→ Fragmento para leer
◆ ◆ ◆ ◆ ◆ ◆ ◆

La manera tan elegante que tiene de conocerse la pareja, en uno de esos refinados cócteles con cacatúas parlantes y señores muy bien vestidos, en este caso en la colonial Hong Kong, ya predispone para ver una historia de amor al estilo de las de antes, con ceremoniales, buenos modos, tratamiento de usted hacia la otra parte, respeto y mucha pasión contenida. Una delicia, vamos ¿La vida real? Esa tal vez sea otra cosa, o no. Y puede que actualmente los jóvenes que la vean se partirán de risa, pero a mí siempre me gustó este tipo de tratamientos en estas películas.
Pero aparte, no es por una concepción estética o –en el sentido más amplio y menos constreñido del término- “moral” por lo que me suelen fascinar este tipo de producciones, sino por su exquisitez, por lo extraordinariamente bien hechas que están. La mejor maquinaria hollywoodense puesta al servicio de todos los elementos encargados de realzar un encargo de estas resplandecientes características.

◆ ◆ ◆ ◆ ◆ ◆ ◆

→ Datos aportados
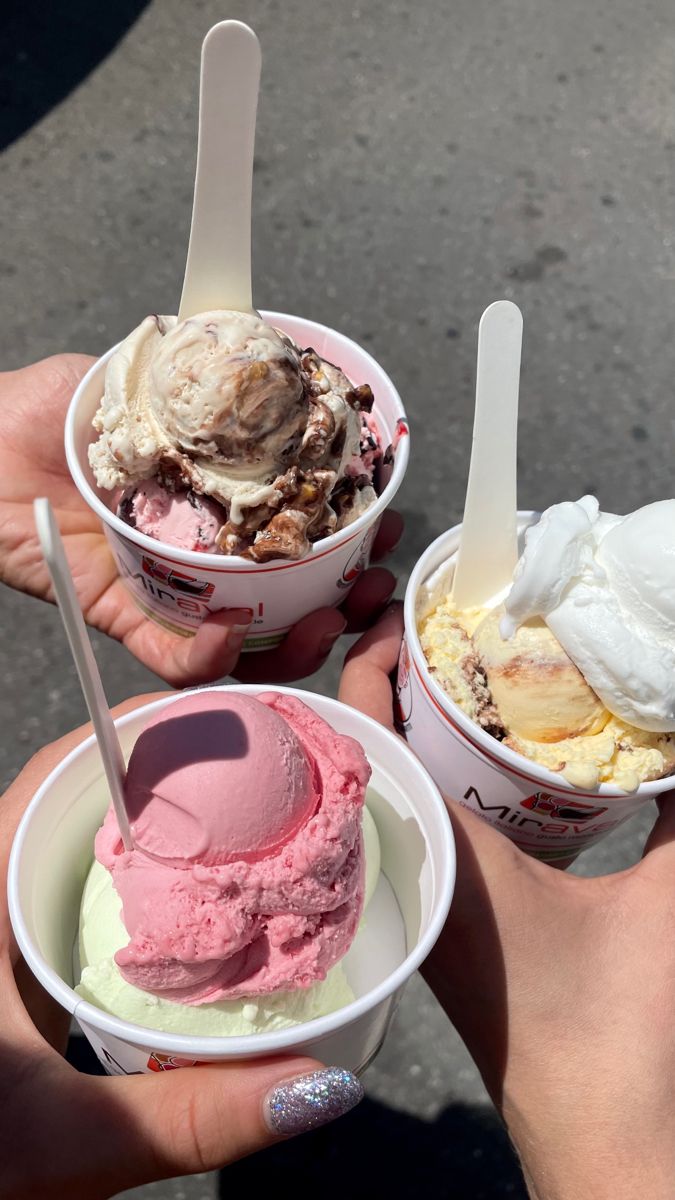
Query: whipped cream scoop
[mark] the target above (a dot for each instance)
(605, 587)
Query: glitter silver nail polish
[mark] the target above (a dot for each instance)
(311, 1101)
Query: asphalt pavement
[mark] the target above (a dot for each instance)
(412, 165)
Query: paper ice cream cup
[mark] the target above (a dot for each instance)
(178, 588)
(53, 851)
(536, 808)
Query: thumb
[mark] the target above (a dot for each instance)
(663, 829)
(195, 1120)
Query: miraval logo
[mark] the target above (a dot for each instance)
(565, 810)
(554, 814)
(159, 587)
(185, 583)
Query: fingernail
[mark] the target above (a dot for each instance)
(311, 1101)
(328, 640)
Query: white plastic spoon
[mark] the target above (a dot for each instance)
(488, 549)
(217, 271)
(85, 663)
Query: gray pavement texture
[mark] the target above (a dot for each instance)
(413, 163)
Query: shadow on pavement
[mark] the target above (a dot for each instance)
(47, 48)
(375, 1151)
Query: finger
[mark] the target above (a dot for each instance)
(369, 598)
(192, 1120)
(365, 682)
(190, 661)
(663, 829)
(388, 535)
(303, 651)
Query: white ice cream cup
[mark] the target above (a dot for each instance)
(536, 808)
(53, 851)
(178, 588)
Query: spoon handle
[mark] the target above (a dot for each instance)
(83, 657)
(217, 271)
(488, 550)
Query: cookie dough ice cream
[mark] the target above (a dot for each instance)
(225, 412)
(575, 667)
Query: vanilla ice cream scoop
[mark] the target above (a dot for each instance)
(226, 387)
(209, 399)
(605, 588)
(538, 691)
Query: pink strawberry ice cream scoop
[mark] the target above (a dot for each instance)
(248, 869)
(180, 519)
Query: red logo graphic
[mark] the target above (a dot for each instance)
(400, 432)
(185, 583)
(562, 810)
(168, 1062)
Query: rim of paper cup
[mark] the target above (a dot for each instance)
(501, 756)
(225, 563)
(251, 1044)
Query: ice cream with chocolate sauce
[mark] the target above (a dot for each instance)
(276, 443)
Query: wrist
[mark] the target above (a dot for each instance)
(597, 1162)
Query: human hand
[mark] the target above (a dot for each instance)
(562, 989)
(89, 1137)
(33, 409)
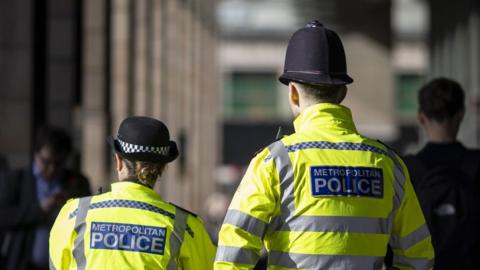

◆ ◆ ◆ ◆ ◆ ◆ ◆

Sustituye "cacatúas" por "loros" y copia de nuevo el fragmento, empezando en las palabras "La manera tan" y terminando después de "en estas películas.".

La manera tan elegante que tiene de conocerse la pareja, en uno de esos refinados cócteles con loros parlantes y señores muy bien vestidos, en este caso en la colonial Hong Kong, ya predispone para ver una historia de amor al estilo de las de antes, con ceremoniales, buenos modos, tratamiento de usted hacia la otra parte, respeto y mucha pasión contenida. Una delicia, vamos ¿La vida real? Esa tal vez sea otra cosa, o no. Y puede que actualmente los jóvenes que la vean se partirán de risa, pero a mí siempre me gustó este tipo de tratamientos en estas películas.